◆ Written exercise ◆
Reproduce the lines below, switching "white splash" to "foam" wherever it occurs and leaving everything else unchanged.

◆ Entries provided ◆
^^^^

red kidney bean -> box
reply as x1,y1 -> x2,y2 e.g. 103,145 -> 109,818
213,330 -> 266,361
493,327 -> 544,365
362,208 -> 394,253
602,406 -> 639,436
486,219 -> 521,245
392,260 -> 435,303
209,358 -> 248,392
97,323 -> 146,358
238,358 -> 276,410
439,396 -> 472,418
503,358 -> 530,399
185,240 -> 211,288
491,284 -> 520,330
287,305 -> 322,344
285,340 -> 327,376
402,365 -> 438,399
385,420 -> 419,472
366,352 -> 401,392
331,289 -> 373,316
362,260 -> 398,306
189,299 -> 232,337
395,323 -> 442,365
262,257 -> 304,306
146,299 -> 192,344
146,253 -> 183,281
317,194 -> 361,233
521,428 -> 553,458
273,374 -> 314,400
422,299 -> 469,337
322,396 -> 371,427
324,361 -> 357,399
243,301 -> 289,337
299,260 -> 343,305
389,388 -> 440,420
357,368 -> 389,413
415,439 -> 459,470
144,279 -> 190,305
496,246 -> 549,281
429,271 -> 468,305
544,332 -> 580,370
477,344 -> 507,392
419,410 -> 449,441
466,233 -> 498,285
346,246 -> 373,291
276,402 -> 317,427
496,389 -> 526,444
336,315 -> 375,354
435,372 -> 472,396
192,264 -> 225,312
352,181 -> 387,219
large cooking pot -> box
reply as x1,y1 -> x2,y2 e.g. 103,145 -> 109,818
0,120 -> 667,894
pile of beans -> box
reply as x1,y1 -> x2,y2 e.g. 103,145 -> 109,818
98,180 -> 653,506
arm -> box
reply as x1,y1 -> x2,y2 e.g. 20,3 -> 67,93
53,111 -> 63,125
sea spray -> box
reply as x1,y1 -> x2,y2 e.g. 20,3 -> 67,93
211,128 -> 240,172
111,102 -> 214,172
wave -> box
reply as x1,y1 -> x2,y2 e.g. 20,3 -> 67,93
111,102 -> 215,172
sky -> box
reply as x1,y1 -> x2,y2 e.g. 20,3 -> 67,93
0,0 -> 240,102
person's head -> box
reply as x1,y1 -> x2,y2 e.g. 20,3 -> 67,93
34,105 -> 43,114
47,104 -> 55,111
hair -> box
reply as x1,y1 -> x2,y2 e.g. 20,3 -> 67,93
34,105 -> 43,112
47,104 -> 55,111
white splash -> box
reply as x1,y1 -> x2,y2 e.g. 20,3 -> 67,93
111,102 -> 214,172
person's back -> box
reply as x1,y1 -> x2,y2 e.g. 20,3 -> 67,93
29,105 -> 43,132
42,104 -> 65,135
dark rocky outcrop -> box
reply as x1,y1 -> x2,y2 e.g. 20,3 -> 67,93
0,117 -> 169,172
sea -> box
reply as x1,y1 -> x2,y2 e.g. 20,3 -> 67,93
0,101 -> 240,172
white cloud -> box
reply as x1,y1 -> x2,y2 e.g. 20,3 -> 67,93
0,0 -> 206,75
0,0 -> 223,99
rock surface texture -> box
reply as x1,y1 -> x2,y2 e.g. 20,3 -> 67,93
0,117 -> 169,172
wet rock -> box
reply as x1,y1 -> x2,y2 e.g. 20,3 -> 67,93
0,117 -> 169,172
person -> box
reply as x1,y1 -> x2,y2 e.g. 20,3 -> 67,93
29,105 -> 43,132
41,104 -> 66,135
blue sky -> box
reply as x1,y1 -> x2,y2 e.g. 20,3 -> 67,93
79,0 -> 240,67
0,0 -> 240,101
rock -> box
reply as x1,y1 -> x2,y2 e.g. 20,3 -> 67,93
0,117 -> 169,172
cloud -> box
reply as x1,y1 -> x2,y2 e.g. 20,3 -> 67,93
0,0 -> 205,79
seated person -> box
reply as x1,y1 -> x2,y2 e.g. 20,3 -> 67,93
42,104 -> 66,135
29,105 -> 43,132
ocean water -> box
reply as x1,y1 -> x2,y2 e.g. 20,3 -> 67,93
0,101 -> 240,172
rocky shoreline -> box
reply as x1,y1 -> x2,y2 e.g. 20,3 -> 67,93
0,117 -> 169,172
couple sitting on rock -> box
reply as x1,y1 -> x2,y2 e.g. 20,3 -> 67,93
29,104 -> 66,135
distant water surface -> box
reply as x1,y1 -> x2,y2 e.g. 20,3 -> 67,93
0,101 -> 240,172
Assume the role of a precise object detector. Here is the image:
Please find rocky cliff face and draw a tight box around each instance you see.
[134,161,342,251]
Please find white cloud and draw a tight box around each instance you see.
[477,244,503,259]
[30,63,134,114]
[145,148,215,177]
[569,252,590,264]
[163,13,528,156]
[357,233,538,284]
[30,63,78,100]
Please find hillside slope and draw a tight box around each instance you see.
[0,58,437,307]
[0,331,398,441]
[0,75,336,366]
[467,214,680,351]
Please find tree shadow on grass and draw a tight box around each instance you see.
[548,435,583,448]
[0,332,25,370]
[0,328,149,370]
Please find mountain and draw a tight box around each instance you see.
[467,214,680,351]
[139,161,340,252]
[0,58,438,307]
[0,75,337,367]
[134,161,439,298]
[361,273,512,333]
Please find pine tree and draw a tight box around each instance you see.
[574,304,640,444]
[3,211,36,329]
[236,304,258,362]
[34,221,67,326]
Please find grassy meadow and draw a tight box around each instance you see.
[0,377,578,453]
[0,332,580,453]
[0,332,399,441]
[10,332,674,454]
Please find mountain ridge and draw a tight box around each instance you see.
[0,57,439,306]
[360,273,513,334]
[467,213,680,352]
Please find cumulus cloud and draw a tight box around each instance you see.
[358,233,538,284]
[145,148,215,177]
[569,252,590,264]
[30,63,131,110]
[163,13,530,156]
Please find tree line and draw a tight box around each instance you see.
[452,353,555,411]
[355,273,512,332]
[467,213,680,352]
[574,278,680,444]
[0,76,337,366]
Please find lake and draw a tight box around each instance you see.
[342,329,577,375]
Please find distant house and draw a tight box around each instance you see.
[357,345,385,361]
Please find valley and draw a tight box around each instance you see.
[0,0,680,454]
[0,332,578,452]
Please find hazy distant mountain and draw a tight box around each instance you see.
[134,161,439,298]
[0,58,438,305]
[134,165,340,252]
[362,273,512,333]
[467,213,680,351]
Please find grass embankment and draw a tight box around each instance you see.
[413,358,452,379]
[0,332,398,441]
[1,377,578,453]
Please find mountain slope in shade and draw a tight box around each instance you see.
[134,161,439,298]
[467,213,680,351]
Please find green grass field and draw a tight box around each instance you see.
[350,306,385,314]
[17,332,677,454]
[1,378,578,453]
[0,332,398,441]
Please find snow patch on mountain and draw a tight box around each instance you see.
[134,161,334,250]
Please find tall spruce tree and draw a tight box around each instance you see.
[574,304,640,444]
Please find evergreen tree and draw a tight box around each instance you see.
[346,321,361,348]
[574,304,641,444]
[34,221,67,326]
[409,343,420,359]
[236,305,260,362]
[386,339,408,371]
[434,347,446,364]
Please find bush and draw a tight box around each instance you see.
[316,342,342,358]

^^^^

◆ Output for this task ◆
red kidney bean -> box
reply as x1,y1 -> x2,y2 e.g. 103,145 -> 109,818
213,330 -> 266,361
493,327 -> 544,365
362,208 -> 394,253
602,406 -> 639,436
486,219 -> 521,245
392,260 -> 435,303
209,358 -> 248,392
97,323 -> 146,358
238,358 -> 276,410
439,396 -> 472,418
503,358 -> 530,399
185,240 -> 211,288
491,284 -> 520,330
287,305 -> 322,344
285,340 -> 327,376
402,365 -> 438,399
385,420 -> 419,472
366,352 -> 401,392
331,289 -> 373,316
362,260 -> 398,306
189,299 -> 232,337
395,323 -> 442,365
262,257 -> 304,306
146,299 -> 192,344
146,253 -> 183,281
317,194 -> 361,233
521,428 -> 553,458
273,374 -> 314,400
422,299 -> 469,337
322,396 -> 371,427
324,361 -> 357,399
243,301 -> 289,337
299,260 -> 343,305
389,388 -> 440,420
357,368 -> 389,413
415,439 -> 459,470
144,279 -> 190,305
496,246 -> 549,281
429,271 -> 468,305
544,332 -> 580,370
477,344 -> 507,392
419,410 -> 449,441
466,233 -> 498,285
346,246 -> 373,291
276,402 -> 317,427
496,389 -> 526,444
336,315 -> 375,354
435,372 -> 472,396
192,264 -> 225,312
352,181 -> 387,219
large cooking pot -> box
reply as x1,y1 -> x2,y2 e.g. 103,145 -> 109,818
0,120 -> 667,894
pile of beans -> box
reply as x1,y1 -> x2,y2 e.g. 103,145 -> 109,818
98,180 -> 653,506
arm -> box
reply as x1,y1 -> x2,y2 e.g. 20,3 -> 67,93
53,111 -> 63,125
sea spray -> box
reply as x1,y1 -> x2,y2 e.g. 20,3 -> 67,93
211,128 -> 240,172
111,102 -> 214,172
wave -> box
reply as x1,y1 -> x2,y2 e.g. 20,3 -> 67,93
111,102 -> 215,172
sky -> box
reply as x1,y1 -> x2,y2 e.g. 20,3 -> 67,93
0,0 -> 240,102
person's head -> box
reply as x1,y1 -> x2,y2 e.g. 20,3 -> 67,93
34,105 -> 43,114
47,104 -> 55,111
hair -> box
reply as x1,y1 -> x2,y2 e.g. 20,3 -> 67,93
34,105 -> 43,112
47,104 -> 55,111
foam -> box
reply as x1,y1 -> x2,y2 e.g. 20,3 -> 67,93
111,102 -> 214,172
person's back -> box
reply as x1,y1 -> x2,y2 e.g. 20,3 -> 67,93
29,105 -> 43,132
42,104 -> 65,135
dark rocky outcrop -> box
reply as x1,y1 -> x2,y2 e.g. 20,3 -> 67,93
0,117 -> 169,172
sea -> box
reply as x1,y1 -> x2,y2 e.g. 20,3 -> 67,93
0,101 -> 240,172
white cloud -> box
reply as x1,y1 -> x2,y2 e.g. 20,3 -> 67,93
0,0 -> 206,75
0,0 -> 223,99
rock surface texture -> box
reply as x1,y1 -> x2,y2 e.g. 20,3 -> 67,93
0,117 -> 169,172
wet rock -> box
reply as x1,y1 -> x2,y2 e.g. 20,3 -> 67,93
0,117 -> 169,172
person -> box
reply as x1,y1 -> x2,y2 e.g. 20,3 -> 67,93
29,105 -> 43,132
41,104 -> 66,135
blue sky -> box
reply as x1,y1 -> x2,y2 e.g. 20,3 -> 67,93
79,0 -> 240,67
0,0 -> 240,101
rock -> box
reply as x1,y1 -> x2,y2 e.g. 20,3 -> 67,93
0,117 -> 169,172
cloud -> box
reply as x1,y1 -> x2,y2 e.g. 20,3 -> 67,93
0,0 -> 205,79
seated person -> box
reply as x1,y1 -> x2,y2 e.g. 20,3 -> 67,93
42,104 -> 66,135
29,105 -> 43,132
ocean water -> box
reply as x1,y1 -> x2,y2 e.g. 20,3 -> 67,93
0,101 -> 240,172
rocky shoreline -> box
reply as x1,y1 -> x2,y2 e.g. 20,3 -> 67,93
0,117 -> 169,172
couple sitting on rock -> box
reply as x1,y1 -> x2,y2 e.g. 20,3 -> 67,93
29,104 -> 66,135
distant water surface -> box
reply as x1,y1 -> x2,y2 e.g. 20,3 -> 67,93
0,101 -> 240,172
Assume the role of a precise object detector. Here is the image:
Please find rocky cliff face and draw a tight box around each instance you see.
[134,161,342,251]
Please find white cloud and draw a tight box around each instance you see.
[477,244,503,259]
[30,63,134,114]
[145,148,215,177]
[569,252,590,264]
[163,13,528,156]
[357,233,538,284]
[30,63,78,100]
Please find hillside slope and draw a tight box around each instance you see.
[0,58,437,307]
[0,331,398,441]
[0,75,336,366]
[467,214,680,351]
Please find tree shadow on grass and draw a tight box around each instance you see.
[548,435,583,448]
[0,332,25,370]
[0,328,149,370]
Please find mountain and draw a tight box around each instance you see.
[467,214,680,351]
[139,161,340,252]
[0,58,438,307]
[0,75,337,367]
[134,161,439,298]
[361,273,512,333]
Please find pine tree and draw a tight box around each instance you see.
[574,304,640,444]
[3,211,36,329]
[236,304,258,362]
[34,221,67,326]
Please find grassy meadow and draw a tight box around each instance you see.
[0,377,578,453]
[0,332,580,453]
[0,332,399,441]
[10,332,674,454]
Please find mountain ridge and draw a tight box around each instance you see.
[0,57,439,306]
[360,273,513,334]
[467,213,680,352]
Please find cumulus cloud and draw a tight box around each instance you see.
[358,233,538,284]
[145,148,215,177]
[569,252,590,264]
[30,63,131,110]
[163,13,530,156]
Please find tree line and draw a tight box around each instance you see.
[452,353,555,411]
[355,273,512,332]
[467,213,680,352]
[574,278,680,444]
[0,76,337,366]
Please find lake and draw a tight box around each instance you see.
[342,329,577,375]
Please find distant house and draw a tight box around each instance you see.
[357,345,385,361]
Please find valley and draw a tight box around each instance you see.
[0,0,680,454]
[0,332,578,452]
Please find hazy distant mountain and draw a tight box around each instance you see.
[134,161,439,298]
[0,58,438,305]
[134,165,340,252]
[362,273,512,333]
[467,213,680,351]
Please find grass embankment and draw a tight box around each instance you see.
[413,358,452,379]
[0,332,398,441]
[1,377,578,453]
Please find mountain slope in shade and draw a tight box around each instance you see.
[134,161,439,298]
[467,213,680,351]
Please find green grass field and draw a tight box around each instance you see.
[350,306,385,314]
[17,332,677,454]
[1,378,578,453]
[0,332,398,441]
Please find snow patch on mountain and draw a tight box around each instance you see.
[134,161,334,250]
Please find tall spruce tree and draw a tight box around each instance you see.
[574,304,640,444]
Please find evergreen tree and draw a tight box around each instance you see.
[346,321,361,348]
[574,304,641,444]
[34,221,67,326]
[409,343,420,359]
[236,305,260,362]
[386,339,408,371]
[434,347,446,364]
Please find bush and draw a tight box around each instance you see.
[316,342,342,358]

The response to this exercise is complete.